[EXERCISE BRIEF] Transcribe word for word the lines spanning the line with "[point] every instance of the purple" through the end of the records.

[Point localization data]
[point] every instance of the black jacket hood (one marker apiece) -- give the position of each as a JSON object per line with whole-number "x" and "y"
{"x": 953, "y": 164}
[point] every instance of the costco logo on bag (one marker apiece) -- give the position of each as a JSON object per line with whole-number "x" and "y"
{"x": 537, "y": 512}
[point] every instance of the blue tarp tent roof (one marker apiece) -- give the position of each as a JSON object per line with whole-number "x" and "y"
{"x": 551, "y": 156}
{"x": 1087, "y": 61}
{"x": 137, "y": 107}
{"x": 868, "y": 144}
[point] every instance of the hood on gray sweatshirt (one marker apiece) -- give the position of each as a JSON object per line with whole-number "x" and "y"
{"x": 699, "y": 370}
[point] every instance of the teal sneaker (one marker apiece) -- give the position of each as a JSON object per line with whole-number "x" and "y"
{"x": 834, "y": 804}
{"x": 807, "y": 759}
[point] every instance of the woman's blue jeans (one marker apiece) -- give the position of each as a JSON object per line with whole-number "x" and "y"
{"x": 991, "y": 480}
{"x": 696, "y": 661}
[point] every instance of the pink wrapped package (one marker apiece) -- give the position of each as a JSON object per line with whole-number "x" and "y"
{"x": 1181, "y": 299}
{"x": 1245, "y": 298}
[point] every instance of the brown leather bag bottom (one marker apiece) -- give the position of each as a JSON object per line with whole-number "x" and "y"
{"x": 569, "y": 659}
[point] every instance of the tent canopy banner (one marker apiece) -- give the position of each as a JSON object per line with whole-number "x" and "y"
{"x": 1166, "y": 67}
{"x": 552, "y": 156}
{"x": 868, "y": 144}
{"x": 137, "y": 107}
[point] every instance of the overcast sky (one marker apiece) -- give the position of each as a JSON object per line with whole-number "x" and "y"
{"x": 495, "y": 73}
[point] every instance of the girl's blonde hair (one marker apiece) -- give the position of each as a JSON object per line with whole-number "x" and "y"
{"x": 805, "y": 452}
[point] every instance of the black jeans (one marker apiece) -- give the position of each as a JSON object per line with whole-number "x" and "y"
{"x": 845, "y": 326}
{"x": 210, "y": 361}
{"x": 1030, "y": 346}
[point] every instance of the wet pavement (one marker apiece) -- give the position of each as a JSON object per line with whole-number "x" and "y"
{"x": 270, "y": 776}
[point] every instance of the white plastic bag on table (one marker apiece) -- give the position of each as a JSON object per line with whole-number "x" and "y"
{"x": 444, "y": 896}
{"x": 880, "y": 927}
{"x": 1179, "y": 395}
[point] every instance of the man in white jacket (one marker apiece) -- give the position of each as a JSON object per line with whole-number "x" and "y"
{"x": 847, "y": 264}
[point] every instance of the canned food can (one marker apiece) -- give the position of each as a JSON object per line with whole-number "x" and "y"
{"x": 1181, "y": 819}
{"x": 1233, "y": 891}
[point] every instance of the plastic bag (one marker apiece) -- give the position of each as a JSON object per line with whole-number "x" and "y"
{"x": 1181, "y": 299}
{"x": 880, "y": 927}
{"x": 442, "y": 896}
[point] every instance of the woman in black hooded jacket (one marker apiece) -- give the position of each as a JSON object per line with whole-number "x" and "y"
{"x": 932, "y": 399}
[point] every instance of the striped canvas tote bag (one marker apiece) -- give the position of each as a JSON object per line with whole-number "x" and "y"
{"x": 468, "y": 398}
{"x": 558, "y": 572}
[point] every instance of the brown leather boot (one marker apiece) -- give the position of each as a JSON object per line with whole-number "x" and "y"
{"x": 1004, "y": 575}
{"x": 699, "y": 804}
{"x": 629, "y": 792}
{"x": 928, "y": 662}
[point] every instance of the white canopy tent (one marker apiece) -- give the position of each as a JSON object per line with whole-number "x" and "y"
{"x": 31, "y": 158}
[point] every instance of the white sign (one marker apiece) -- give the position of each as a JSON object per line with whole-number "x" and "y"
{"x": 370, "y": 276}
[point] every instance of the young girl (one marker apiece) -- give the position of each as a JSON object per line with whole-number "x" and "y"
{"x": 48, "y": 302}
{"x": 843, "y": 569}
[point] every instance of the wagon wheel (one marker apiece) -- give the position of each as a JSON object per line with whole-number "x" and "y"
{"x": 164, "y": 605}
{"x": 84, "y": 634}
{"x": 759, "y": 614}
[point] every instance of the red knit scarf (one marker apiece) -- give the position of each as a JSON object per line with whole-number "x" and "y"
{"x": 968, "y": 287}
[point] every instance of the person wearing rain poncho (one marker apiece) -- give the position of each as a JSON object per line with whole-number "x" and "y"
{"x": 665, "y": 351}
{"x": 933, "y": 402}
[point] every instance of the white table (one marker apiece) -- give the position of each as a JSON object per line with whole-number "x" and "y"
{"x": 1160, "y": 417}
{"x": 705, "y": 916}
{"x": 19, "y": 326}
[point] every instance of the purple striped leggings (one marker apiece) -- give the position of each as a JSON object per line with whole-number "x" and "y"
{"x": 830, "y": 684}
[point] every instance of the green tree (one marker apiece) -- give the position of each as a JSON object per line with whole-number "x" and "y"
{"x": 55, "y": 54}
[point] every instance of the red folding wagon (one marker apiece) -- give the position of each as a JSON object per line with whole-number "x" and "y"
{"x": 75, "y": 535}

[ANSWER TO THE EXERCISE]
[point] every instance of the purple striped leggings (one marker apiece) -- give the position of each as a JSON object per line with whole-number "x" and "y"
{"x": 830, "y": 684}
[point] every instance of the green tree (one marker apiece) -- give the position of each as a JSON object per line with whole-number "x" and "y"
{"x": 55, "y": 54}
[point] every instance of the red folding wagon (one marker apiece) -- give the position of each as a JSON object per line with whole-number "x" and "y"
{"x": 75, "y": 535}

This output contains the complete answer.